## Task brief
Transcribe the records exactly, beginning with the line that contains "Exercise. Mark the pickup windshield" and continuing through the end of the records, both ends included.
---
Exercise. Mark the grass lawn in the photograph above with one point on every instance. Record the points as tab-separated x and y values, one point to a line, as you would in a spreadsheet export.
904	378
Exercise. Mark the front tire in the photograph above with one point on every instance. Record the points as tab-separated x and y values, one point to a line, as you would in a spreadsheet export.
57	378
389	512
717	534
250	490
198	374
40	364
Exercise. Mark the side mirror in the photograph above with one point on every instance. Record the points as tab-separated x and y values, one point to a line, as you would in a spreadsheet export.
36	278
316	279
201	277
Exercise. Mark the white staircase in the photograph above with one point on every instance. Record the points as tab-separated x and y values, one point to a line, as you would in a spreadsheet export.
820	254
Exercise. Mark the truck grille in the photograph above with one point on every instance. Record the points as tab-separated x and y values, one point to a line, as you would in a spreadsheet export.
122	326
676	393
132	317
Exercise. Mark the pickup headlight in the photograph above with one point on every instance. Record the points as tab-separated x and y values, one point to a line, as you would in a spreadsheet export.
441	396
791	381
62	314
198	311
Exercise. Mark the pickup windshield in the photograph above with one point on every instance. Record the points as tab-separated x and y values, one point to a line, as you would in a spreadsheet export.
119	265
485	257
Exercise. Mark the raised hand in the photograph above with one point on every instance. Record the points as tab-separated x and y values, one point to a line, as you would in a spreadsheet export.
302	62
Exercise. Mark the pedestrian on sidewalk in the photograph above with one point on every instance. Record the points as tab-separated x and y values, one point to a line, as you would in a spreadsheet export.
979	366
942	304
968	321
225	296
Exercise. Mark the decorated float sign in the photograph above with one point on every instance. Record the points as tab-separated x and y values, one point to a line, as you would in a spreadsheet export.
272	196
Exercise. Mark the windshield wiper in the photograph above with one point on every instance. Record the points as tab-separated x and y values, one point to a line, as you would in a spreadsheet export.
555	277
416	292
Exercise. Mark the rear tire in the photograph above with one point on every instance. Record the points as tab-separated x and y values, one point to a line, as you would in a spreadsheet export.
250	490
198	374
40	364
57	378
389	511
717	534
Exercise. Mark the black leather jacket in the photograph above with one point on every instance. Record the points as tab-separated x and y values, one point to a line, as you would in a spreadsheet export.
---
## Answer to this problem
Exercise. Mark the pickup windshield in the photograph above with one point on every instance. Record the points as tab-separated x and y values, one point to a line, as you would in a spreadsheet export.
119	265
485	257
Exercise. Mark the raised hand in the photograph above with one point on every instance. Record the points as tab-separated x and y values, one point to a line, as you would in a spreadsheet export.
302	62
Exercise. Mark the pedestrian on sidewalk in the photograph above with one point on every instance. Record the points as tab-separated x and y values, one point to a line, as you would in a spreadsheet export.
979	366
942	304
968	321
225	296
Exercise. Mark the decorated float sign in the photograph above with one point on every instance. Record the points as tab-separated x and y values, one point to a line, as you would in a spreadsheet export.
272	196
Exercise. Mark the windshield wiper in the photograph above with one point on every instance. Record the points as tab-separated x and y values, one point to a line, as you would in a spreadsheet export.
555	277
416	292
Exercise. Mark the rear tire in the photograph above with one point on every instance. Record the points as tab-separated x and y values, one point to a line, as you would in a spreadsheet export.
250	490
198	374
40	364
57	378
389	511
717	534
Exercise. Mark the black leather jacket in the photograph above with one point on every instance. Record the points as tab-separated x and y values, one point to a line, as you would in a spreadsheet export.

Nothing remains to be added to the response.